(Object outline annotations)
━━━━━━━━
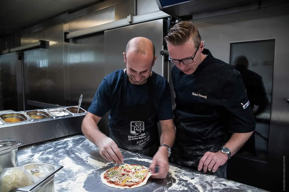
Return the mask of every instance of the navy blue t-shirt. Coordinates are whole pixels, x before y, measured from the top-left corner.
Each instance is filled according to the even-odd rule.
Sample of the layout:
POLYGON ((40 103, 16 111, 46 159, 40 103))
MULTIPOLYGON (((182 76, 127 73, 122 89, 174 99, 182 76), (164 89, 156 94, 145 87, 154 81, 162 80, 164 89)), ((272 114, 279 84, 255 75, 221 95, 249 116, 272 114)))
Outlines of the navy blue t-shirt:
MULTIPOLYGON (((123 69, 118 69, 104 77, 97 89, 88 111, 102 117, 110 110, 109 119, 115 109, 117 94, 124 79, 123 69)), ((153 86, 153 103, 158 111, 159 120, 173 118, 171 91, 165 79, 153 71, 151 78, 153 86)), ((125 104, 128 104, 148 103, 147 83, 141 85, 128 82, 125 104)))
━━━━━━━━
_Given instruction_. Reproduce the material above with "navy blue t-shirt" swapped for "dark blue shirt" at each occurrence and everything else left unchanged. Omit the pictures from your answer.

_Answer to this exercise_.
Return the mask of every instance of the dark blue shirt. Coordinates are whole pixels, x before y, measured from the top-left corner.
Each instance is filled according to the even-odd rule.
Sample of the layout:
POLYGON ((40 103, 16 111, 46 159, 40 103))
MULTIPOLYGON (((182 76, 127 73, 122 89, 174 99, 182 76), (164 89, 156 94, 145 87, 154 81, 162 80, 164 89)), ((272 114, 279 84, 255 75, 221 95, 249 116, 272 114)))
Outlines of the dark blue shirt:
MULTIPOLYGON (((123 69, 118 69, 104 77, 97 89, 88 111, 102 117, 110 110, 109 119, 115 109, 117 94, 124 79, 123 69)), ((153 86, 153 103, 158 111, 159 120, 173 118, 171 91, 165 79, 153 71, 151 78, 153 86)), ((125 104, 128 104, 148 103, 147 83, 141 85, 128 82, 125 104)))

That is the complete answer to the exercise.